But we haven’t done anything different from the 20newsgroup example yet! Now, what can we do if we want to classify mails as they are coming. We are going to create a antispam server, where the mail server will send all the mails that it receives and our server will respond if it is ham or spam (applying this procedure)

The server will be as simple as we can (this is just a proof of concept):

public class Antispam extends HttpServlet {

private SpamClassifier sc;

public void init() {
 try {
 sc = new SpamClassifier();
 sc.init(new File("bayes-model"));
 } catch (FileNotFoundException e) {
 e.printStackTrace();
 } catch (InvalidDatastoreException e) {
 e.printStackTrace();
 }
 }

protected void doPost(HttpServletRequest req, HttpServletResponse resp) throws ServletException, IOException {

Reader reader = req.getReader();
 try {

long t0 = System.currentTimeMillis();
 String category = sc.classify(reader);
 long t1 = System.currentTimeMillis();

resp.getWriter().print(String.format("{\"category\":\"%s\", \"time\": %d}", category, t1-t0));

} catch (InvalidDatastoreException e) {
 e.printStackTrace();
 }

}

}

As we are going to do a very simple example we are going to use a simple servlet. The important class is SpamClassifier


public class SpamClassifier {

private ClassifierContext context;
 private Algorithm algorithm;
 private Datastore datastore;
 private File modelDirectory;
 Analyzer analyzer;

public SpamClassifier(){
 analyzer = new DefaultAnalyzer();
 }

public void init(File basePath) throws FileNotFoundException, InvalidDatastoreException{

if(!basePath.isDirectory() || !basePath.canRead()){
 throw new FileNotFoundException(basePath.toString());
 }

modelDirectory = basePath;

algorithm = new BayesAlgorithm();
 BayesParameters p = new BayesParameters();
 p.set("basePath", modelDirectory.getAbsolutePath());
 p.setGramSize(1);
 datastore = new InMemoryBayesDatastore(p);
 context = new ClassifierContext(algorithm, datastore);
 context.initialize();
 }

public String classify(Reader mail) throws IOException, InvalidDatastoreException {
 String document[] = BayesFileFormatter.readerToDocument(analyzer, mail);
 ClassifierResult result = context.classifyDocument(document, "unknown");

return result.getLabel();
 }

}

You have a datastore and an algorithm. The datastore represents the model that you previously created training the classifier. We are using a InMemoryBayesDatastore (there is also HbaseBayesDatastore that uses the Hadoop database), and we are providing it the base path and the ngrams size. We are using ngrams of 1 to simplify this example. Otherwise it is necessary to postprocess the analyzed text constructing ngrams.

----

> Exercise aim: Rewrite the spam-classifier tutorial starting at "return result.getLabel();" and ending at "text constructing ngrams.", swapping "ngrams" for "n-grams". The records have nothing to do with the spam-classifier tutorial.

----

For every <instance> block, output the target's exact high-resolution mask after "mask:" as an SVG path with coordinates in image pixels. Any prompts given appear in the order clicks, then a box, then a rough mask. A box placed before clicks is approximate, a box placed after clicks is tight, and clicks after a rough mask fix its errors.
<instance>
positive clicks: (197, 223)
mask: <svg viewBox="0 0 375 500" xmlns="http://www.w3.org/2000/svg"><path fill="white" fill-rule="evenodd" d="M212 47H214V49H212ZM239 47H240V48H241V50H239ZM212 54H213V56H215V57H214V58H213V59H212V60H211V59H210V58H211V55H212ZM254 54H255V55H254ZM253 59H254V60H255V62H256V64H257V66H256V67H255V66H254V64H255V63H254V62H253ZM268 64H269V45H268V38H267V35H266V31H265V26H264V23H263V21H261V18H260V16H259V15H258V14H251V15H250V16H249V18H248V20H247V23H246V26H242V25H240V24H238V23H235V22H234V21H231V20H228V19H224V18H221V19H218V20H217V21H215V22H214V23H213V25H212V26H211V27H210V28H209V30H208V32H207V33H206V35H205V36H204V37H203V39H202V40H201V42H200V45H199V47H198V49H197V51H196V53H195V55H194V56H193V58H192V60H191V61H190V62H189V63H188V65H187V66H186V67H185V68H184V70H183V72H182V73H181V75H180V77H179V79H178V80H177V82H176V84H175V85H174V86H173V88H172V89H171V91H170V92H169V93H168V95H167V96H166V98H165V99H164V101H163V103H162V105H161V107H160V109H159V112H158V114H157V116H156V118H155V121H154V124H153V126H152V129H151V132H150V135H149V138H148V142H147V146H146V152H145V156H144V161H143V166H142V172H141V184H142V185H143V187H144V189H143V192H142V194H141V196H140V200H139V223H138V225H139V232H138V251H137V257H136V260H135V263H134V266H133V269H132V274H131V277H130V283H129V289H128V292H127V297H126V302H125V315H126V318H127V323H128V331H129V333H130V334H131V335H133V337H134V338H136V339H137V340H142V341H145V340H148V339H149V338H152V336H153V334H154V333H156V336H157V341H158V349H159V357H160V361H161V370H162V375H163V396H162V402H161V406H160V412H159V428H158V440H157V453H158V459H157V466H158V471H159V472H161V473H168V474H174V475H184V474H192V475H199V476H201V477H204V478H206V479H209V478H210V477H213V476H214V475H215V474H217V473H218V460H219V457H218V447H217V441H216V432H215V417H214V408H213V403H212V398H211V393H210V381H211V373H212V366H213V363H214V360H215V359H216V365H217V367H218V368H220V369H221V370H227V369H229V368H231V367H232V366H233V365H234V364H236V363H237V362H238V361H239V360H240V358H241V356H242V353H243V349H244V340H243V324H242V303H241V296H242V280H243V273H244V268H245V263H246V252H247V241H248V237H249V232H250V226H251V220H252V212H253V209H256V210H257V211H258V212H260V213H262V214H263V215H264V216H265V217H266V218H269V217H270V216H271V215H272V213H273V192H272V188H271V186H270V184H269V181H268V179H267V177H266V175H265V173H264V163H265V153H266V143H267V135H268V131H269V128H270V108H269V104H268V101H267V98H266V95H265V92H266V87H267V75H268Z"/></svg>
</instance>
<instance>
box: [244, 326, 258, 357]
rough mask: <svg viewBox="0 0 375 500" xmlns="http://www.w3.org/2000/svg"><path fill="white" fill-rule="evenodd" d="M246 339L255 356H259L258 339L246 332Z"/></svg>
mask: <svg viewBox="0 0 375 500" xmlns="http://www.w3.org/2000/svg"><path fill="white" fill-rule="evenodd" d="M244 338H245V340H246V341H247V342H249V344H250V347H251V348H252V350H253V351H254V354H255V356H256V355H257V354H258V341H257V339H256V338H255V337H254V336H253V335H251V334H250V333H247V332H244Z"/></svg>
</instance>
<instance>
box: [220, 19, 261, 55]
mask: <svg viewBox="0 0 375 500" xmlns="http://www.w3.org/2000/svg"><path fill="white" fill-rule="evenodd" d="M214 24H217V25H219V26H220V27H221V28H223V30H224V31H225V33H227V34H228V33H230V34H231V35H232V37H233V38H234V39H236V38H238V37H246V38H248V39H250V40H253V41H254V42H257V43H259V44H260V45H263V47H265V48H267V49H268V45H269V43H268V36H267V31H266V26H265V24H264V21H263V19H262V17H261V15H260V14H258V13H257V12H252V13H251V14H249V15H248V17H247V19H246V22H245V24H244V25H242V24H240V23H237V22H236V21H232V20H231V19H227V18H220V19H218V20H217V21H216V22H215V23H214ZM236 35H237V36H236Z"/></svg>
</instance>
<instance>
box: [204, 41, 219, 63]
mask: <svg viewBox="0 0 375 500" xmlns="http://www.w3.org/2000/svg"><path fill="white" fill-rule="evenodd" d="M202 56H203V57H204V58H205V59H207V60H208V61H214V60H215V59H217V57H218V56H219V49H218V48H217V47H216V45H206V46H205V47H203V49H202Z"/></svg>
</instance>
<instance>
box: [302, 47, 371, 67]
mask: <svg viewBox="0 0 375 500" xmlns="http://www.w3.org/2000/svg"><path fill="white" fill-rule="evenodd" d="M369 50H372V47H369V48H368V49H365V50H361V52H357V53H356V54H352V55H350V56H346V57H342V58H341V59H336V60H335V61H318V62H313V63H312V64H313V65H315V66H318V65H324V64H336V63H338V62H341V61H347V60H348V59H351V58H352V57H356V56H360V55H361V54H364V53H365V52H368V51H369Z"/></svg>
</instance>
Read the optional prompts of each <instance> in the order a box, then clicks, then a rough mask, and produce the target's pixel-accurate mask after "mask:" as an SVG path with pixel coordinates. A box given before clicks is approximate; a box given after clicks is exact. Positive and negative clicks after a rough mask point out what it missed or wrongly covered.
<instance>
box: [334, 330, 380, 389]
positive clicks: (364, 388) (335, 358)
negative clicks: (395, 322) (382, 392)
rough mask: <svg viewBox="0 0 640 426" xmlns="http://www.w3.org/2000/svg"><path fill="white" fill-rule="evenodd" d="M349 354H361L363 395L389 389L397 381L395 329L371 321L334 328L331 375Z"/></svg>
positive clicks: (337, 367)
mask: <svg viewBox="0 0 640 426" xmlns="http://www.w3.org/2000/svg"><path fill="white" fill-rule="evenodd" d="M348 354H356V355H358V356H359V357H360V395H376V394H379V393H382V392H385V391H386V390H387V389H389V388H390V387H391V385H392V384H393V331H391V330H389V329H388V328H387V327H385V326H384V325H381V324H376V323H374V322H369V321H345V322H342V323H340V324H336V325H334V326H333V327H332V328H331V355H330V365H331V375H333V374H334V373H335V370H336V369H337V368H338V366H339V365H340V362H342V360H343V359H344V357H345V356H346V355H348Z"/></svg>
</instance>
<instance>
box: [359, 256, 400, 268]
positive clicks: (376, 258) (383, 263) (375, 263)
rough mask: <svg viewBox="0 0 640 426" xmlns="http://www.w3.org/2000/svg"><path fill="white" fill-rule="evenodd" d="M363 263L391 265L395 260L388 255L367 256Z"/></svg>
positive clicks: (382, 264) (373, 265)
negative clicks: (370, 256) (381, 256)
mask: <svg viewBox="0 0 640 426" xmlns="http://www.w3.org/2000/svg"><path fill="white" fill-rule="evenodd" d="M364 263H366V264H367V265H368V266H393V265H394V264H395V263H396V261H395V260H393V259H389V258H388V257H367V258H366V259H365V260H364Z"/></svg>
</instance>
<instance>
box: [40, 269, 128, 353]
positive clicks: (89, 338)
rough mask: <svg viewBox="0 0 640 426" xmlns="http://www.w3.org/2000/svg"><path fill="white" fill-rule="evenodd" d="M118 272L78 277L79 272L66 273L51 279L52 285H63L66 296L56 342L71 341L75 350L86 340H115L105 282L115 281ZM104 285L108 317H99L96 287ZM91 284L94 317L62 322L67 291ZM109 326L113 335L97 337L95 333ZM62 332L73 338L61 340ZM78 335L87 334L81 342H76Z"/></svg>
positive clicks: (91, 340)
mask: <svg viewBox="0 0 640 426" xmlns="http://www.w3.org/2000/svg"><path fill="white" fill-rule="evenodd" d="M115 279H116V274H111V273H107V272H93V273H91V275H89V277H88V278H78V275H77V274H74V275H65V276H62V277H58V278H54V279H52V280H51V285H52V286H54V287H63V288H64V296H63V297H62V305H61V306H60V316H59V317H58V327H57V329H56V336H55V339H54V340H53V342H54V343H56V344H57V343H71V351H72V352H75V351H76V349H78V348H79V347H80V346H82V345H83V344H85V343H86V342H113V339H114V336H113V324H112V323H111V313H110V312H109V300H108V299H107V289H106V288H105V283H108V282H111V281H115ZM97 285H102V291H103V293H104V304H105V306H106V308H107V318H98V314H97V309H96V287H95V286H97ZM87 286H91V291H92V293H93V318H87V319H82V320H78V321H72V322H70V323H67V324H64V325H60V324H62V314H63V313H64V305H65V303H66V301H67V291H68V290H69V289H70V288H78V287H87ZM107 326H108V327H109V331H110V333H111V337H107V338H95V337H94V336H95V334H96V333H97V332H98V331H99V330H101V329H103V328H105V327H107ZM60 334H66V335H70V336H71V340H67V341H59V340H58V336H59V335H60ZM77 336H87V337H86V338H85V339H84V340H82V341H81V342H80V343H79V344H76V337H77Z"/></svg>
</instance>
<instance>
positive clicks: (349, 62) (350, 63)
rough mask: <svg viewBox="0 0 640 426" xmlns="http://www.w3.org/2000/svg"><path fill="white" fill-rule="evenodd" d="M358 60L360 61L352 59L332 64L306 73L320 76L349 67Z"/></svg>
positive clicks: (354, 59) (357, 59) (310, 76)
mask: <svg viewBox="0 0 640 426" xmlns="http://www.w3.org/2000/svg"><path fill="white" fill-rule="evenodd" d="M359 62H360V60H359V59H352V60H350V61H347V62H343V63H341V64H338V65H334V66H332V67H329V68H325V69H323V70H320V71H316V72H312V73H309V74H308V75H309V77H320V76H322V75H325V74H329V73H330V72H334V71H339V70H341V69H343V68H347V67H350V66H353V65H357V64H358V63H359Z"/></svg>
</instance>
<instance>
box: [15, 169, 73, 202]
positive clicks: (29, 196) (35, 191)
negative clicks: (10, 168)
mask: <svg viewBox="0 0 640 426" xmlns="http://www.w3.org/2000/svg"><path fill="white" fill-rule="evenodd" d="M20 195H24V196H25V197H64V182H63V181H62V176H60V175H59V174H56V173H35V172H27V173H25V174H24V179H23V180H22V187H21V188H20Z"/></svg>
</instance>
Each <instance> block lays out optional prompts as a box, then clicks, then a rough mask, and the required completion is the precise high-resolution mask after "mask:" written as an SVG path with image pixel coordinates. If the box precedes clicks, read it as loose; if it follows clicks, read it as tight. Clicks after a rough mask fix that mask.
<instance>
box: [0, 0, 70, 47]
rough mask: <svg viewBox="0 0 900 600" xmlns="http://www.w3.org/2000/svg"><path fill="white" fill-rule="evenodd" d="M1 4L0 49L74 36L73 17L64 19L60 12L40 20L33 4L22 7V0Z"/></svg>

----

> Answer to this task:
return result.getLabel();
 }

}

You have a datastore and an algorithm. The datastore represents the model that you previously created training the classifier. We are using a InMemoryBayesDatastore (there is also HbaseBayesDatastore that uses the Hadoop database), and we are providing it the base path and the n-grams size. We are using n-grams of 1 to simplify this example. Otherwise it is necessary to postprocess the analyzed text constructing n-grams.